_WHAT TO DO_
**a.** Translate this sentence from the MAT changes text below into Spanish: "In 2.0, MAT had a demo configuration capability, which we decided we couldn't afford to maintain."
**b.** Output the part of the MAT changes text below that opens with the words containing "In 2.0, file" and closes with "more details here.".
**c.** Answer these from the MAT changes text below, one line each:
(i) How many buttons did file mode feature in 2.0?
(ii) What does a gear icon refer to?
(iii) In 3.0, what do the SEGMENT annotation statuses refer to?

In 2.0, MAT had a demo configuration capability, which we decided
we couldn't afford to maintain. It's been removed in 3.0.
In 2.0, file mode featured two buttons: a forward arrow to
complete the current step, and a backward arrow to undo the
current step. In 3.0, we've clarified and sorted out what these
operations do, and how they interact with marking gold. MAT now
features four types of annotation steps, which are specified in
your task.xml file:
The available advance/retreat buttons vary depending on which
step you're currently in. A hand icon refers to hand annotation, a
gear icon refers to automated annotation, a right arrow refers to
marking the step gold, and a left arrow indicates retreating;
coupled with a hand icon, the left arrow indicates retreating into
the most recent hand annotation phase, rather than undoing the
current or previous step. You can find more details here.
In 2.0, MAT introduced SEGMENT annotations, an administrative
annotation type which tracks annotation progress. These SEGMENT
annotations referred to the document in general; e.g., a "human
gold" status indicated that the document was marked gold. In 3.0,
these statuses refer to particular annotation sets; so when you
mark a document gold in an annotation step (and you can have
multiple hand-annotatable steps), you're marking gold the sets
associated with the step. In other words, MAT is now tracking
(properly, we think) the annotation status of your annotation
sets. To support this, each SEGMENT annotation has a "set"

_MATERIAL_

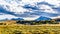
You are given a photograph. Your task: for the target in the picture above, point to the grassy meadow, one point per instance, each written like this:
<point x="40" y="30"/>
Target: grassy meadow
<point x="29" y="29"/>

_TASK-BY-TASK ANSWERS_
**a.** En la versión 2.0, MAT tenía una función de configuración de demostración, que decidimos que no podíamos permitirnos mantener.

**b.**
In 2.0, file mode featured two buttons: a forward arrow to
complete the current step, and a backward arrow to undo the
current step. In 3.0, we've clarified and sorted out what these
operations do, and how they interact with marking gold. MAT now
features four types of annotation steps, which are specified in
your task.xml file:
The available advance/retreat buttons vary depending on which
step you're currently in. A hand icon refers to hand annotation, a
gear icon refers to automated annotation, a right arrow refers to
marking the step gold, and a left arrow indicates retreating;
coupled with a hand icon, the left arrow indicates retreating into
the most recent hand annotation phase, rather than undoing the
current or previous step. You can find more details here.

**c.**
(i) Two
(ii) Automated annotation
(iii) Particular annotation sets